Could you reproduce only the part of the rows that opens with the line containing "white t-shirt in" and runs through the last row, requests included, with every answer coordinate raised by 15? Leave the requests and their sample points unchanged.

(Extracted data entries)
= = = = =
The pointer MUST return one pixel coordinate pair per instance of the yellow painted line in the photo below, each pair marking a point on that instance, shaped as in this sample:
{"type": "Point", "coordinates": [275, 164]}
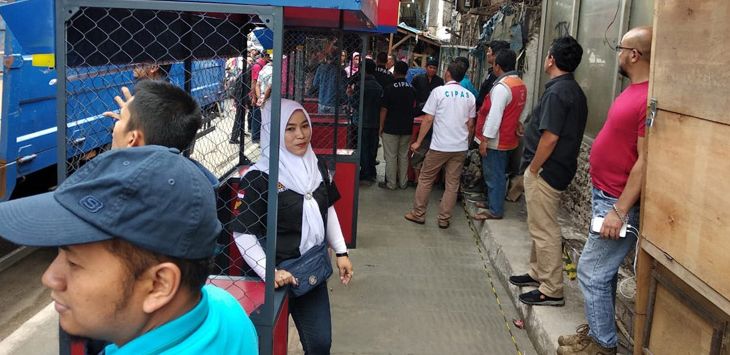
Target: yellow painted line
{"type": "Point", "coordinates": [47, 60]}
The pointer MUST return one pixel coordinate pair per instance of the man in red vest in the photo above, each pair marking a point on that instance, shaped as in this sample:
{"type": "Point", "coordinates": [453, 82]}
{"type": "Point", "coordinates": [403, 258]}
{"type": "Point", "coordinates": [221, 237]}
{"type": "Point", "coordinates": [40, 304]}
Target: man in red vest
{"type": "Point", "coordinates": [497, 124]}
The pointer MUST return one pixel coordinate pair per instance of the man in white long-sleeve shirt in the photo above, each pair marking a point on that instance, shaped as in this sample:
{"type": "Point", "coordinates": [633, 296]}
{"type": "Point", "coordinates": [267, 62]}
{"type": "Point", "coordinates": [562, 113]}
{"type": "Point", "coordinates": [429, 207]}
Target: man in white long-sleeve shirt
{"type": "Point", "coordinates": [497, 124]}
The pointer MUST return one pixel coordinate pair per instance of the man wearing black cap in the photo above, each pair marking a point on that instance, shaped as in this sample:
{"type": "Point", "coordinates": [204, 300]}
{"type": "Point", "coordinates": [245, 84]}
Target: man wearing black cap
{"type": "Point", "coordinates": [424, 84]}
{"type": "Point", "coordinates": [136, 230]}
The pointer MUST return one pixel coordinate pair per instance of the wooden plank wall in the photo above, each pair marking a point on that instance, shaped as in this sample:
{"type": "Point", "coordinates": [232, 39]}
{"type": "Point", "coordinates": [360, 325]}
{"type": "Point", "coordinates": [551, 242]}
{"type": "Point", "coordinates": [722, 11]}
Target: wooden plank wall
{"type": "Point", "coordinates": [686, 207]}
{"type": "Point", "coordinates": [692, 58]}
{"type": "Point", "coordinates": [676, 329]}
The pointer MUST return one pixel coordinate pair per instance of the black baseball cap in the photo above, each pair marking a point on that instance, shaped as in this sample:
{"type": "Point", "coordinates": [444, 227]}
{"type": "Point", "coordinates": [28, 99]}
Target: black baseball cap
{"type": "Point", "coordinates": [150, 196]}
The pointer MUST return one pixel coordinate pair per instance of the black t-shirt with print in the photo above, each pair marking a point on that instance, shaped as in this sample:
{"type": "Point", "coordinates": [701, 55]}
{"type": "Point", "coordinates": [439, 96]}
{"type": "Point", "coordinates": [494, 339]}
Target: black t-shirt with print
{"type": "Point", "coordinates": [400, 100]}
{"type": "Point", "coordinates": [563, 111]}
{"type": "Point", "coordinates": [252, 212]}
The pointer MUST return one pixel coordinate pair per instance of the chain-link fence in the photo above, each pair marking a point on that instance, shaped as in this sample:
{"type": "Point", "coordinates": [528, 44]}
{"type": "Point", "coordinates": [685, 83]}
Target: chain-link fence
{"type": "Point", "coordinates": [322, 71]}
{"type": "Point", "coordinates": [215, 59]}
{"type": "Point", "coordinates": [223, 61]}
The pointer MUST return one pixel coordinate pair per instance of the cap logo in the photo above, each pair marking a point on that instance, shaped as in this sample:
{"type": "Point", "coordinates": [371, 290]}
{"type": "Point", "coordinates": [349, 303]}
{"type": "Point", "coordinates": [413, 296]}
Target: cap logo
{"type": "Point", "coordinates": [91, 203]}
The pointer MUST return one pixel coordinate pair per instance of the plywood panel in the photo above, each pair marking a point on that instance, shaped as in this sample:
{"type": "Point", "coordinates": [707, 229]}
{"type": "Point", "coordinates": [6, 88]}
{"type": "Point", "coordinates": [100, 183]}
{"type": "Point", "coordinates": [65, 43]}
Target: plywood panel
{"type": "Point", "coordinates": [676, 329]}
{"type": "Point", "coordinates": [691, 58]}
{"type": "Point", "coordinates": [686, 209]}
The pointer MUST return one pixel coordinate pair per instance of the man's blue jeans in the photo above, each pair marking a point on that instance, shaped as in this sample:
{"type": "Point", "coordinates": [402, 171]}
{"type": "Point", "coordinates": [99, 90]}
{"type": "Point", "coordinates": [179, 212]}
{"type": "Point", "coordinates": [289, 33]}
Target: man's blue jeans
{"type": "Point", "coordinates": [598, 271]}
{"type": "Point", "coordinates": [494, 165]}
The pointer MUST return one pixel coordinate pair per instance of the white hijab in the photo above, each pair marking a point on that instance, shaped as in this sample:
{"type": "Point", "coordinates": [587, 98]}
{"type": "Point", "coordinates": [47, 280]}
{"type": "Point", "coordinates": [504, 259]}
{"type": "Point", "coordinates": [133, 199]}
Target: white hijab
{"type": "Point", "coordinates": [299, 174]}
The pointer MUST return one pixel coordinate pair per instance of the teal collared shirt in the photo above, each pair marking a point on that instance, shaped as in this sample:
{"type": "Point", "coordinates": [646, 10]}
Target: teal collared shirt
{"type": "Point", "coordinates": [217, 325]}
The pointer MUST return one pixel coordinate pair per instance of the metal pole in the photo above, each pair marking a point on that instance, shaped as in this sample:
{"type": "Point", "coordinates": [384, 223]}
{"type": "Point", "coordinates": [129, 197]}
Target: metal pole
{"type": "Point", "coordinates": [272, 209]}
{"type": "Point", "coordinates": [60, 29]}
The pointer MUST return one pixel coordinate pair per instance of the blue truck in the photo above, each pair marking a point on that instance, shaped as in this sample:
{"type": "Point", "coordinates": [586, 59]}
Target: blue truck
{"type": "Point", "coordinates": [28, 123]}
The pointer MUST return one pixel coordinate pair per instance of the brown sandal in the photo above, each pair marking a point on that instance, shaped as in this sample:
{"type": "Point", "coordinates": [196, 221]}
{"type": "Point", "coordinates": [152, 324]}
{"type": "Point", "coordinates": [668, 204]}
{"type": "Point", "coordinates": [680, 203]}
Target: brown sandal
{"type": "Point", "coordinates": [481, 216]}
{"type": "Point", "coordinates": [409, 216]}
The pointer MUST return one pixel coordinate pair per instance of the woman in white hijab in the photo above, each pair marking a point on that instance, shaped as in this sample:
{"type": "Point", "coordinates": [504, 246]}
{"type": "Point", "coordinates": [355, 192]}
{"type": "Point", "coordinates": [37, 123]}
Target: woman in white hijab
{"type": "Point", "coordinates": [306, 218]}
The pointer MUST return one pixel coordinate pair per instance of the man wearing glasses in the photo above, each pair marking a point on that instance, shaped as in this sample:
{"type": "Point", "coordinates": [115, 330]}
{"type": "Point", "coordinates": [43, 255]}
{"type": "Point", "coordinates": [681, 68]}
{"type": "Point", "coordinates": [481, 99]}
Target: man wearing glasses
{"type": "Point", "coordinates": [616, 168]}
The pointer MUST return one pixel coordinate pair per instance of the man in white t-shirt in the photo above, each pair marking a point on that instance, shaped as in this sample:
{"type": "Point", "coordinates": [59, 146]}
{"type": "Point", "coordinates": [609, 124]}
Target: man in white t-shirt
{"type": "Point", "coordinates": [451, 110]}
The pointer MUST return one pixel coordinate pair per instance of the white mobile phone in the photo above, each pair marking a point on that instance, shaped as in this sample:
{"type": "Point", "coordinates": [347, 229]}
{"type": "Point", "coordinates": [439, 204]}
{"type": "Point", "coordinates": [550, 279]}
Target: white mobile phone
{"type": "Point", "coordinates": [597, 222]}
= = = = =
* ANSWER TO THE TASK:
The pointer MUST return one pixel coordinate pair per instance of the man in white t-shirt in the photo above, each pair marking a point on that instance, shaped as in this sample:
{"type": "Point", "coordinates": [59, 146]}
{"type": "Point", "coordinates": [609, 124]}
Target: man in white t-shirt
{"type": "Point", "coordinates": [466, 125]}
The pointer MUST return one pixel coordinate pair per instance of the white mobile phone in the photo above, each pair marking a point on that instance, shaped as in this sample:
{"type": "Point", "coordinates": [347, 229]}
{"type": "Point", "coordinates": [439, 204]}
{"type": "Point", "coordinates": [550, 279]}
Target: white mobile phone
{"type": "Point", "coordinates": [612, 237]}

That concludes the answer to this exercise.